━━━━━ EXCERPT TO READ

Reading Guide 4 -- Magmas and Igneous Rocks
The main questions to guide your reading are:
- How are igneous rocks catagorized?
- What causes the wide diversity of igneous rocks we observe?
- Why are there so many kinds of volcanic eruptions?
- Where do magmas come from?
Read pages 77-80 carefully. The interaction between composition (to what
are we referring when we say "compositional effects"?), temperature
(what is a typical range of magmatic temperatures?), gas content (what are
the dominant gases in magma?), and viscosity (the resistance to flow) is
what governs the type of eruption and the apearance of volcanic deposits.
You will want to understand these concepts fully.
What does the term polymerization mean?
Pages 81-94.
How do composition, gas content, and viscosity interact to produce an explosive
eruption?
..To produce a lava flow?
Think of your reading this way: you should look at the photographs and read
the text until you feel confident that given a photograph of a volcano,
you could identify:
- The type of volcano, i.e., sheild, composite, dome, etc...
- The gas content of the lava in terms of high, medium, or low
- The most likely silica content and associated rock name, i.e., basalt,
andesite, dacite, or rhyolite.
- The viscosity of the erupted material.
- The very generalized volcanic hazard
Pages 94-101.
Figure 3.25 is important. Know the rock and mineral names given in it.
Worry more about the names of the rocks than the names of the various plutons.
Pages 102-109 -- the Origin of Magma
Read these sections carefully. I will expand upon them in class.
Figure 3.33 is terrible. There are no flame-throwers beneath the midocean
ridges and the subducting slab does not melt to form convergent-margin andesitic
stratovolcanoes.
The section on Distribution of volcanoes provides a link between volcanism
and tectonics.
What is the significance of the Andesite Line?
Figure B3.3 and B3.4 are very important. In B3.3, the word "albite"
could be replace with the words "peridotite mantle" with some
slight changes in the temperature and pressure scales. The shapes of the
ruves would remain basically the same. In B3.4, realize the the mantle never
completely melts; it only partially melts. All of the action takes
place between the "Beginning of melting" line and the "25%
Melt" line. Recognize too, that melt can be produced by decreasing
the temperature as well as increasing the temperature. They don't make this
really clear, but it is a decrease in pressure beneath mid-ocean ridges
and hot spots that causes most of the mantle melting on this planet. This
process is called decompression melting.
Do not read the section on the origin of andesitic magma. In fact,
you can take your favorite black indelible marking pen and cross it all
out. This description of the origin of andesite is older than you are and
has been widely discredited, largly by researchers on this campus.
The origin of rhyolite and granite batholiths is one of the most fundamental
unsolved problems in the Earth Sciences. Maybe you can figure it out!
Fractional Crystallization (pp. 106-108) is probably more important than
implied by Skinner and Porter. Understand how the removal of a a mineral
phase can change the composition of a magma. Also note the similarity in
mineral sequence between Bowen's reaction series and fig. 3.25.

━━━━━━━━━━
━━━━━ SUPPLIED MATERIAL

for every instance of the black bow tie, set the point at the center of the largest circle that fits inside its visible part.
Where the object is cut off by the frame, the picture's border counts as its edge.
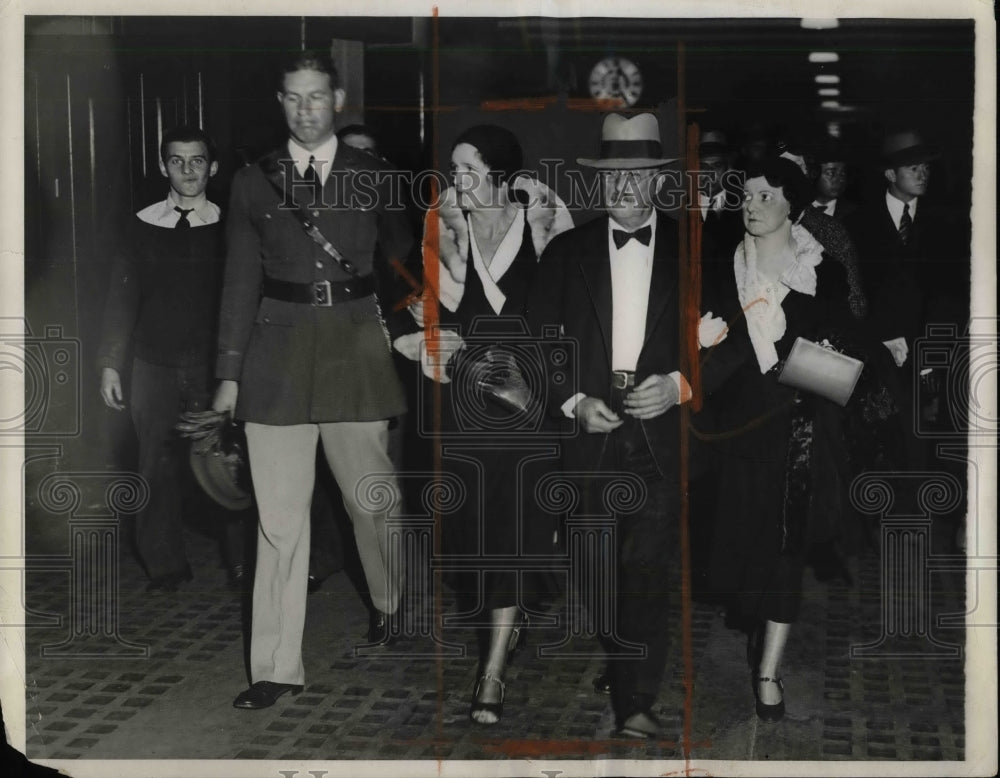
(621, 237)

━━━━━━━━━━

◆ **EXPLORE THE MATERIAL**:
**A)** Decide whether each statement agrees with the reading guide, answering yes or no and quoting the words that settle it: (i) Figure 3.33 is described as terrible. (ii) Students are told to read the section on the origin of andesitic magma. (iii) In B3.4, the mantle melts completely.
**B)** Swap "flame-throwers" for "furnaces" and write out everything in the reading guide from "Figure 3.25 is" down to "stratovolcanoes.".
These lines have nothing to do with the reading guide.

◆ **RESPONSES TO THE TASKS**:
**A)**
(i) Yes: "Figure 3.33 is terrible."
(ii) No: "Do not read the section on the origin of andesitic magma."
(iii) No: "the mantle never completely melts; it only partially melts."

**B)**
Figure 3.25 is important. Know the rock and mineral names given in it.
Worry more about the names of the rocks than the names of the various plutons.
Pages 102-109 -- the Origin of Magma
Read these sections carefully. I will expand upon them in class.
Figure 3.33 is terrible. There are no furnaces beneath the midocean
ridges and the subducting slab does not melt to form convergent-margin andesitic
stratovolcanoes.